_Objective:_
Rewrite the listing, from its first line through the line that contains "[268,277,289,323]", as a Markdown table with the columns Row and Line, leaving out blank lines. Include no other lines.

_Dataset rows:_
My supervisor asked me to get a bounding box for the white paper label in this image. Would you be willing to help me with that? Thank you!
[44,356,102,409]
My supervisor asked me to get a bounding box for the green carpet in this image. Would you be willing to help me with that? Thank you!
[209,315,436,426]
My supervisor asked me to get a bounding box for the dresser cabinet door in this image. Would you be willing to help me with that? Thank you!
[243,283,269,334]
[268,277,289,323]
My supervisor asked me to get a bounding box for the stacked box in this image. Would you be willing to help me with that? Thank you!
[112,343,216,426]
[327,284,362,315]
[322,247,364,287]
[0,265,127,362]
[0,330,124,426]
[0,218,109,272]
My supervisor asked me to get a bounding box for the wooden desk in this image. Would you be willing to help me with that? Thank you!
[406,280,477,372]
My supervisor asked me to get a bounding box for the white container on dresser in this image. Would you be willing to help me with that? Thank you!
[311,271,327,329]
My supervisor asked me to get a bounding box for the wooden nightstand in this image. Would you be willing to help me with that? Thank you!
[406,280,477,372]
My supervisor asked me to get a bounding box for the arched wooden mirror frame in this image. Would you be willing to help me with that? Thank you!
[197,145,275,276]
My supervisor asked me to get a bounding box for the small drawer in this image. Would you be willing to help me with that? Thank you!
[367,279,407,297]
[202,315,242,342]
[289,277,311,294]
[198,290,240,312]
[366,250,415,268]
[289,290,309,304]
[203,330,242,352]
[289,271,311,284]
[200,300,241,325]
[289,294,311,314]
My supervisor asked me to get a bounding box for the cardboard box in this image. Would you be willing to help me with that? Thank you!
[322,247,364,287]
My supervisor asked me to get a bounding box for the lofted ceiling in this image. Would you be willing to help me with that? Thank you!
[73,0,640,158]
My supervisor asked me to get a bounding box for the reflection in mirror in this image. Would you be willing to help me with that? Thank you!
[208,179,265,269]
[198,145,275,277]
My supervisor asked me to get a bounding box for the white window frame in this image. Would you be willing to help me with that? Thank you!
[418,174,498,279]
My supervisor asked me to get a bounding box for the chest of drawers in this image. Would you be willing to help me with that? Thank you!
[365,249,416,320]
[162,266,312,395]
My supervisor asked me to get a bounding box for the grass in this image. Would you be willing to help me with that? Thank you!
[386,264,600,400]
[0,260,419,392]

_Result for this task:_
| Row | Line |
|---|---|
| 1 | My supervisor asked me to get a bounding box for the white paper label in this image. Would you be willing to help me with that? Thank you! |
| 2 | [44,356,102,409] |
| 3 | My supervisor asked me to get a bounding box for the green carpet in this image. Would you be willing to help me with that? Thank you! |
| 4 | [209,315,436,426] |
| 5 | My supervisor asked me to get a bounding box for the dresser cabinet door in this image. Would you be willing to help me with that? Thank you! |
| 6 | [243,283,269,334] |
| 7 | [268,277,289,323] |